__Source excerpt__.

The Arabic classical poem elaborated in the pre-Islamic period is based on strict formal rules and fixed meters, with the use of monorhyme at the end of the multiple verses, each of which should be independent and represent well-rounded ideas. Successful verses may migrate from one poem to another and be incorporated in their new context. Generally speaking, therefore, an Arabic poem is not judged as a unit but according to the perfection of the individual verses.
This carpet-like pattern also characterizes many historical works in Arabic, Persian, and Turkish. Such writings, especially in classical times, contained valuable information that was put together without being shaped into a single cohesive work. Only rarely does the historian or philosopher reach a comprehensive, systematic view.

__Dataset__.

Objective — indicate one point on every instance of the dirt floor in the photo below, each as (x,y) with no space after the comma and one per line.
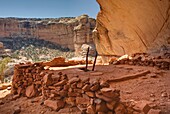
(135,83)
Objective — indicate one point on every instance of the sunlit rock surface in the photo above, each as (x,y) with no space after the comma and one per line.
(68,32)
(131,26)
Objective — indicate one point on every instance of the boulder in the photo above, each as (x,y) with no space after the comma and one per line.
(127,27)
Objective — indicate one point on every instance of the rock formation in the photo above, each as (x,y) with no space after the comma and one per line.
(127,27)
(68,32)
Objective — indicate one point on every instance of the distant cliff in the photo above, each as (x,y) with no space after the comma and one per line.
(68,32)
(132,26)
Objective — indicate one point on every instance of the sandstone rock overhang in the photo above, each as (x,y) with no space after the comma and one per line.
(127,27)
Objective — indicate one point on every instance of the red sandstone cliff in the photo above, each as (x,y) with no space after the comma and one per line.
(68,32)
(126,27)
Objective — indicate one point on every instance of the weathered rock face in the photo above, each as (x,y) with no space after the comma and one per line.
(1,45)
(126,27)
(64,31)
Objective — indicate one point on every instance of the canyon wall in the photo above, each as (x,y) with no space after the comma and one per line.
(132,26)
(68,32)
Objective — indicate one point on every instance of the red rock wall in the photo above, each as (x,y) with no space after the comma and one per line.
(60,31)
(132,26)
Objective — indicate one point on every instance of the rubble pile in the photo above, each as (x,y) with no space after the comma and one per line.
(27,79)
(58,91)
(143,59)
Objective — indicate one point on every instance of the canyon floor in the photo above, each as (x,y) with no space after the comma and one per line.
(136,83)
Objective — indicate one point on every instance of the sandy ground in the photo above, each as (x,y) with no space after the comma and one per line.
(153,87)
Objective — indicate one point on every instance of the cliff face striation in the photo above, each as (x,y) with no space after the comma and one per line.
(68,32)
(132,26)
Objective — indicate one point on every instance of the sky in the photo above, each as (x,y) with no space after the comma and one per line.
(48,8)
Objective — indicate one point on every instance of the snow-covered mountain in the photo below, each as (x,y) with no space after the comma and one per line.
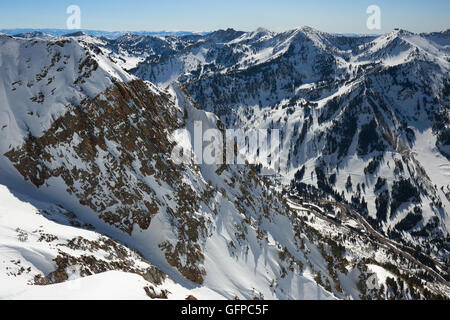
==
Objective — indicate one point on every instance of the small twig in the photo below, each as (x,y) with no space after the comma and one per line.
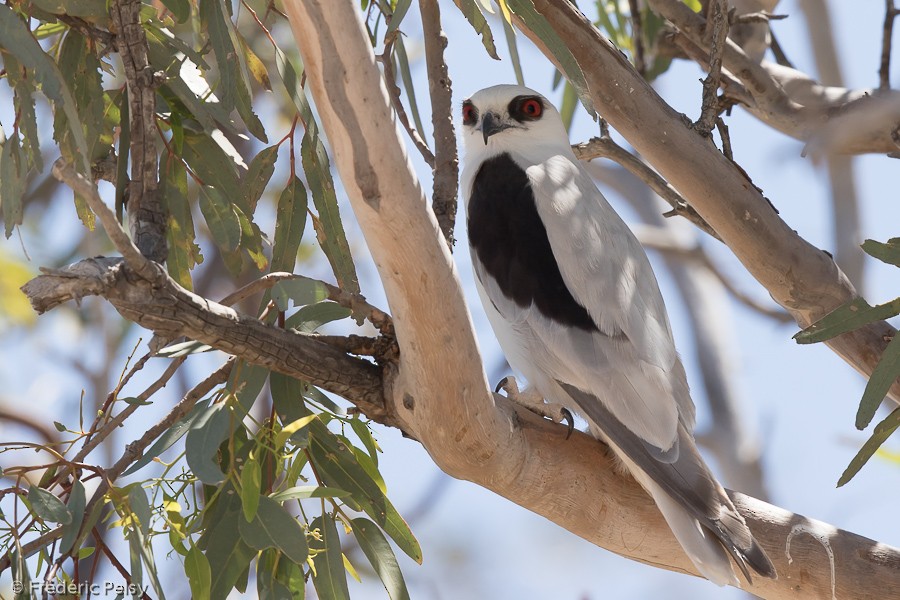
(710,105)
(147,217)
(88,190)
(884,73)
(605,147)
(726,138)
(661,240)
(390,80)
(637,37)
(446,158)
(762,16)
--
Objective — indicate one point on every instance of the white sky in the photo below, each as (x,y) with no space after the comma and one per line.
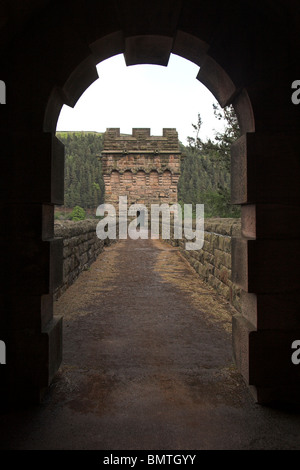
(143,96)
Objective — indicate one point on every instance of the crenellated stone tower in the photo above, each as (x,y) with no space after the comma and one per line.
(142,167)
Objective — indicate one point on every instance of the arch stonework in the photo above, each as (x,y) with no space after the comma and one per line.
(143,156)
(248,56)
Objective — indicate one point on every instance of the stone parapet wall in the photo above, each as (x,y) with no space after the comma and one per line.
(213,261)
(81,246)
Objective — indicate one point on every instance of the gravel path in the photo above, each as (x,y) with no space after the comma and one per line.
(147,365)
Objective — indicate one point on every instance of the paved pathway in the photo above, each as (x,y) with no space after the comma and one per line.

__Problem details__.
According to the excerpt on classical Arabic poetry, how is an Arabic poem generally judged?

__In response__.
Not as a unit, but by the perfection of its individual verses.